I am using a 19 month old 40" MES and my chip tray which has the tray part, and then the bottom slide piece, *the slide piece goes under the 2 horz*. bars, and the tray slides in above the heat element but on the side closest to the door, the element is actually touching the bottom of the tray.  So I have zero problems with chips burning properly.  In fact my tray is warped in a couple of spots from so much heat.

See if you can bend the chip tray down to actually touch the element.  I would think this is more likely the problem than the air holes, since those holes are all drilled by a machine with the same bit, and most other MES owners are not having your problem.

If your vent is always wide open, then basic fire physics takes over, to have fire you need  "fuel" - "heat" - "oxygen".  Well you have fuel "chips",
you most likely have "oxygen" since other MES owners have the same openings.  That leave "heat", solve that problem and you should be good.

This is an error!  The flat slide piece of metal slides between the two horz. bars and the slide rail you can see on the left, and deep in on the right.  That rail prevents the element from actually touching the chip tray (in most cases). In my case I believe the center part of the element is either touching the chip tray or is a hair short of touching.   DO NOT TRY TO BEND THE ELEMENT IT WILL BREAK.  If those slide rails are too high then chips would have trouble getting hot enough.

- Record list:
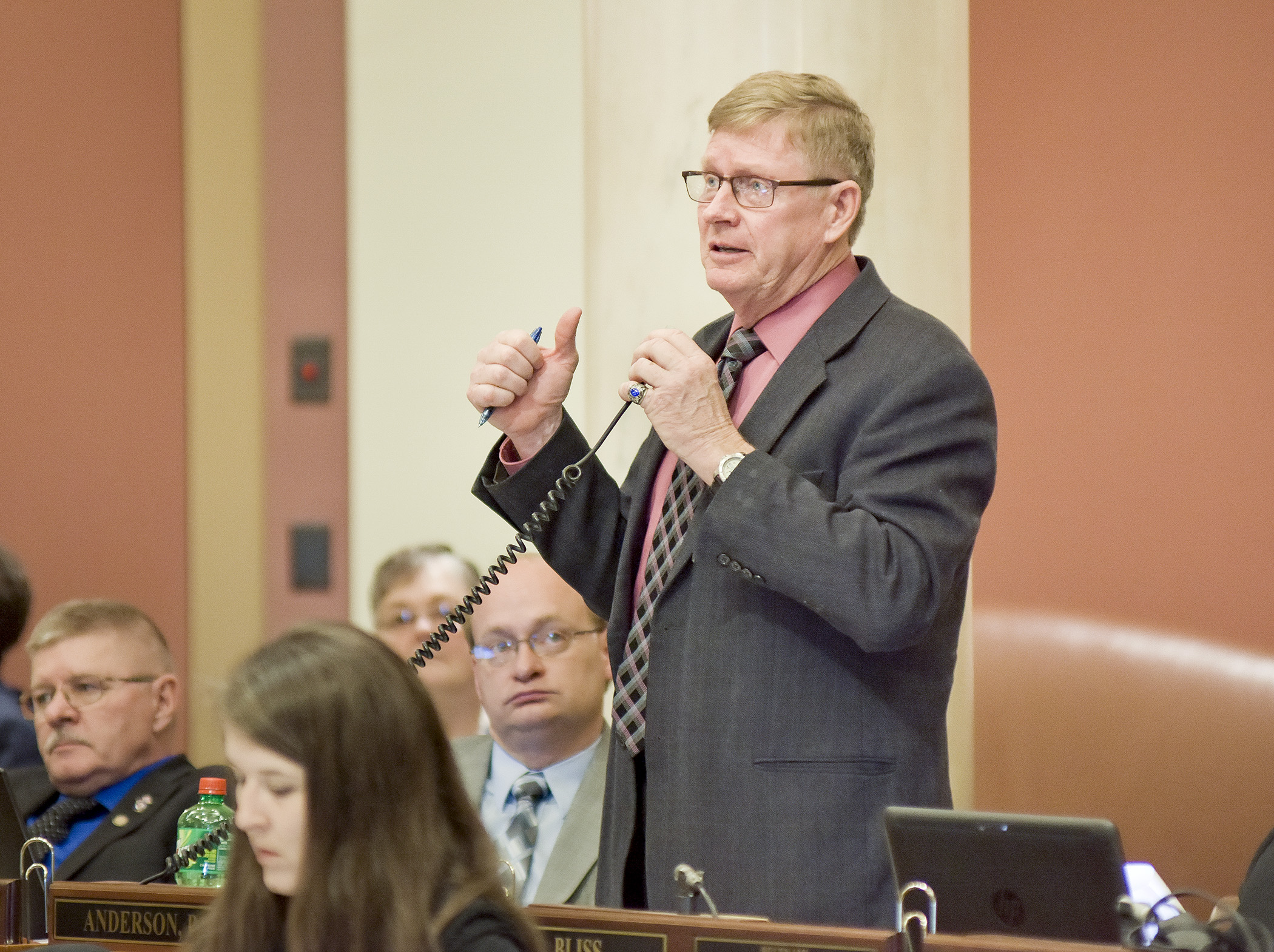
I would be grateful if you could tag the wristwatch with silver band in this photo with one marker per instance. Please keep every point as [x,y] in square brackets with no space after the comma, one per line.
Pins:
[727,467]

* * *

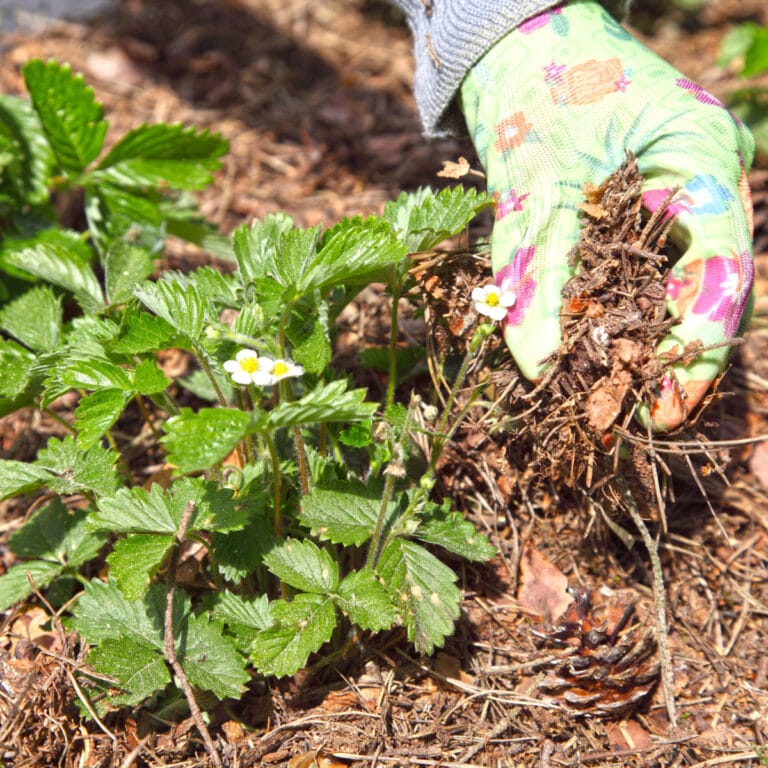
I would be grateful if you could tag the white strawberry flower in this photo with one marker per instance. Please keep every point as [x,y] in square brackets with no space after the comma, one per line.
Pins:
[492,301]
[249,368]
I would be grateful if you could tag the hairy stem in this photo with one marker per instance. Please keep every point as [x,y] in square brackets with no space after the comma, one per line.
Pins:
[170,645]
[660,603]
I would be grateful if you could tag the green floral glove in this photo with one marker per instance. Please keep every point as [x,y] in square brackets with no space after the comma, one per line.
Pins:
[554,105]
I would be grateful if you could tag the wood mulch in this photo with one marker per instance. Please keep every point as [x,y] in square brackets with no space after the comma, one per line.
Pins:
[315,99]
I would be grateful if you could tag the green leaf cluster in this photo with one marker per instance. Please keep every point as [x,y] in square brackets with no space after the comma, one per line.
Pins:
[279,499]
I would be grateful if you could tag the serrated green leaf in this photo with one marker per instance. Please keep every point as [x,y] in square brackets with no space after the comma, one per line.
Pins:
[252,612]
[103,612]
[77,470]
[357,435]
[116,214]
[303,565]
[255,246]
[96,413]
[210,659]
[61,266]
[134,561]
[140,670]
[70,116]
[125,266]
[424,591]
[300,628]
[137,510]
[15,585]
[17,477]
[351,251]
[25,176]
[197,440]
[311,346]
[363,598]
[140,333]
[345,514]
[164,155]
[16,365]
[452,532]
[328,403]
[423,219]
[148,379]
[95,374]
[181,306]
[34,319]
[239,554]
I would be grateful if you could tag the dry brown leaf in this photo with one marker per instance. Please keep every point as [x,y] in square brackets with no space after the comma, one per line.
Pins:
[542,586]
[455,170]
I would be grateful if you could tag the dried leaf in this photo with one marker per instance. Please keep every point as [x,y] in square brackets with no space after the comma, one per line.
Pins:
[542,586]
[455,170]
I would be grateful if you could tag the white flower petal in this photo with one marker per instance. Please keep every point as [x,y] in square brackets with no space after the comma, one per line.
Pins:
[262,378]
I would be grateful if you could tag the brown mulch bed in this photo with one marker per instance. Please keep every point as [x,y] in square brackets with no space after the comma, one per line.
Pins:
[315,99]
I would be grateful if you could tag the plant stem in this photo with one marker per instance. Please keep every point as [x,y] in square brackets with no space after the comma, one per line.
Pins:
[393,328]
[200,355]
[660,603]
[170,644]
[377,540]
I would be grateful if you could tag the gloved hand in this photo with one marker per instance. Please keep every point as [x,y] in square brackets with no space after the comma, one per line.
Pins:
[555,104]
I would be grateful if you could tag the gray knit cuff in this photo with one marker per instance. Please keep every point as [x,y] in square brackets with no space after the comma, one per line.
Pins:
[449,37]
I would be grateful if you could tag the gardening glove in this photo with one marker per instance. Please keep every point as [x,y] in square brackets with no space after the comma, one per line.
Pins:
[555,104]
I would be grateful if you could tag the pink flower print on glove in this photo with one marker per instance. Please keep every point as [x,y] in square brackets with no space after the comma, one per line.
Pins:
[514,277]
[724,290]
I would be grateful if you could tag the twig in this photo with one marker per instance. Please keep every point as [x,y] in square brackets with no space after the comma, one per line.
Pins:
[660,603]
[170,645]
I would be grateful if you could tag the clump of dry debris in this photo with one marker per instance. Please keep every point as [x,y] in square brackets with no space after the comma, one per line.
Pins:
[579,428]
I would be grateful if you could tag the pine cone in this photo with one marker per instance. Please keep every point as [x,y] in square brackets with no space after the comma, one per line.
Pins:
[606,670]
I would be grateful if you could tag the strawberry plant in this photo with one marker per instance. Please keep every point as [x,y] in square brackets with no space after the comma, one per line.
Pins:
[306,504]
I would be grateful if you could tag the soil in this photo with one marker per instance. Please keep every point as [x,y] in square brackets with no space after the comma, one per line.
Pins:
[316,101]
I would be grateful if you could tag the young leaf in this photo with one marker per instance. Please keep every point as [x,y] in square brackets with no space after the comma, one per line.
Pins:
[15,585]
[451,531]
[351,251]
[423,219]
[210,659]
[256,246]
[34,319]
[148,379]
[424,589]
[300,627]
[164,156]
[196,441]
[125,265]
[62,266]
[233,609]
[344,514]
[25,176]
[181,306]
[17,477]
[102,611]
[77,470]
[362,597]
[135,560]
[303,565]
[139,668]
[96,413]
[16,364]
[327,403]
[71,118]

...

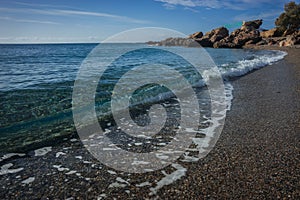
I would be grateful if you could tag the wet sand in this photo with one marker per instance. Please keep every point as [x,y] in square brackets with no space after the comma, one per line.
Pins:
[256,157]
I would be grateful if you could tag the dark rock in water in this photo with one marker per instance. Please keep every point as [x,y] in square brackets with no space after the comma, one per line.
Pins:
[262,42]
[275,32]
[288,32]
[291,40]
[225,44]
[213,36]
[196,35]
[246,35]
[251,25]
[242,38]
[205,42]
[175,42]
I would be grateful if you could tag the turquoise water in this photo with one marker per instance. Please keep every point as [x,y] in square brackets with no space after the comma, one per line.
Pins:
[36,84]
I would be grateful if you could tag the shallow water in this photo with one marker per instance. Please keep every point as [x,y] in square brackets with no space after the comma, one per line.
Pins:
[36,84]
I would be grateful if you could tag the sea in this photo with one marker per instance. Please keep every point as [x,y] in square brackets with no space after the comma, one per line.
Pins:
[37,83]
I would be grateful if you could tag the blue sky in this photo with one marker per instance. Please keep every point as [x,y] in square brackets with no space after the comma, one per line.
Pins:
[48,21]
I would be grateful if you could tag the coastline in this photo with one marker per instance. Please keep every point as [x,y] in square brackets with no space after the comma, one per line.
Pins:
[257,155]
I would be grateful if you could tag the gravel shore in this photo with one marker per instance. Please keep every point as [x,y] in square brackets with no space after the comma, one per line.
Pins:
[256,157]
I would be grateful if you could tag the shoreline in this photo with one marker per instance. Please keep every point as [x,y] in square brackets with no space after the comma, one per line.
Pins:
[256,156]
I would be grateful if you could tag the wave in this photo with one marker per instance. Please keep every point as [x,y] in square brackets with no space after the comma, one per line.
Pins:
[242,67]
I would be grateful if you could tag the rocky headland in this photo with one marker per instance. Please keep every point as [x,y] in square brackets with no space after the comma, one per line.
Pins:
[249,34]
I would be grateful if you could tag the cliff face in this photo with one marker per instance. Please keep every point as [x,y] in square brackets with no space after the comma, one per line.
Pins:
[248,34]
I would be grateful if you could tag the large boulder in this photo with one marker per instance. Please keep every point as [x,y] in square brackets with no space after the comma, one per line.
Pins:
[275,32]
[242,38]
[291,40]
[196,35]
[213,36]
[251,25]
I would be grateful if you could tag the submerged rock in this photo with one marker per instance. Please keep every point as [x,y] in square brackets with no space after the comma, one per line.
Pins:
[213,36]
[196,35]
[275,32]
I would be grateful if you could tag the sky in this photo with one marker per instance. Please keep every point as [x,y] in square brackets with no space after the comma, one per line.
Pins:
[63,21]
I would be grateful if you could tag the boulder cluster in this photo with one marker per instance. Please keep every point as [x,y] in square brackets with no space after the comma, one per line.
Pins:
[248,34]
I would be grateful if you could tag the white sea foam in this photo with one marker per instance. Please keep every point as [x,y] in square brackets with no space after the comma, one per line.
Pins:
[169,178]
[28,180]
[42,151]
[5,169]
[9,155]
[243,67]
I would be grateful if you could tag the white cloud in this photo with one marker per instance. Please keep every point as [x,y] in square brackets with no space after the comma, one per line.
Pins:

- The task: Quote the stretch of the chip tray post above from "See if you can" through "should be good." word for word.

- Exercise answer:
See if you can bend the chip tray down to actually touch the element.  I would think this is more likely the problem than the air holes, since those holes are all drilled by a machine with the same bit, and most other MES owners are not having your problem.

If your vent is always wide open, then basic fire physics takes over, to have fire you need  "fuel" - "heat" - "oxygen".  Well you have fuel "chips",
you most likely have "oxygen" since other MES owners have the same openings.  That leave "heat", solve that problem and you should be good.